### Text segment

What he's doing isn't clever and it certainly isn't impressive, any more than parents are when they name their poor child something like Brit'nee because they want her name to be "special." Especially not when it's obvious that he wants us to pronounce the names more or less normally; would it actually hurt anything if he had a kingdoms ruled by guys named Caleb and Norman and antagonists named Jasper, instead of playing alphabet soup with them?
And yes, that's a nitpick. But since it's a nitpick that smacks me in the nose every time I crack open the books and is present on every page where any character is named, I think I have a right to complain.
_______
Slacker, your point is much more important: I, too, would like to see this story have a well-defined ending at which point Weber gets on with his life and writes something else. The Honor Harrington series has suffered badly from the lack of a clearly defined ending in sight, as the volume of backstory grew and the individual novels got both bulkier and less standalone. The plot is getting stretched increasingly thin as, to keep the story running, Weber has introduced more and more contrivances to create a "real" backstory behind what was originally a perfectly satisfactory motivation for two interstellar powers to go to war.
The idea that the People's Republic of Haven had devolved into a fiscally insolvent "bread and circuses" state that started waging wars of conquest to fuel the homeworld's economy is... if not all that likely, at least within the realm of sanity. It was a strong enough backstory to carry the series through several books, to motivate Pierre's coup and the eventual resistance to that coup. Granted it was revolutionary France recycled in space, but you could do worse than that.

######

[Stated goal A]:
List the ordinary names that the commentary on Weber's fiction proposes as alternatives for rulers and antagonists.
[Stated goal B]:
Continue the commentary on Weber's fiction from the point where it stops.

### Dataset extract

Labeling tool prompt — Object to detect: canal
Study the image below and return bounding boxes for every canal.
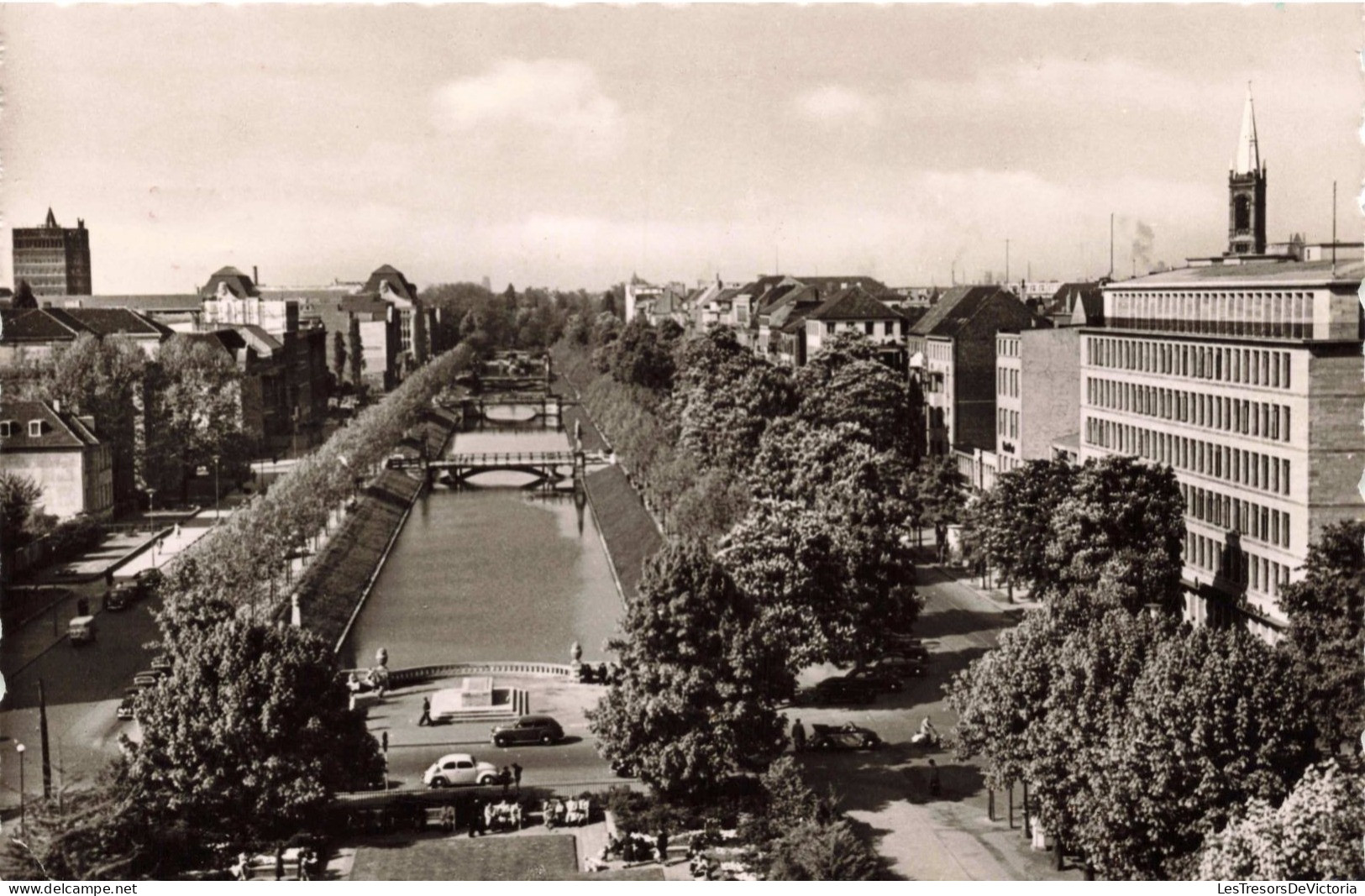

######

[Exercise response A]:
Caleb, Norman, Jasper

[Exercise response B]:
The idea that this whole 'rise and fall of the Havenite Empire' thing is tied to a multicentury subversion plot on the part of someone we hadn't even heard of until about eight books into the series is... well, the best I can call it is 'inferior' as a premise.
EDIT: While I'm on the subject of mass-market SF&F novels by less-than-amazing but adequate and entertaining writers, Weber suffers in comparison to a lot of other writers in the field when we look at him in these terms. Someone like Harry Turtledove writes series with well defined beginnings, middles, and ends; he may pick up the setting where he left off, but at least you know he's not going to spend the next ten years doing nothing but writing more books in one setting, with the same cast of characters gradually dying from accumulated power creep.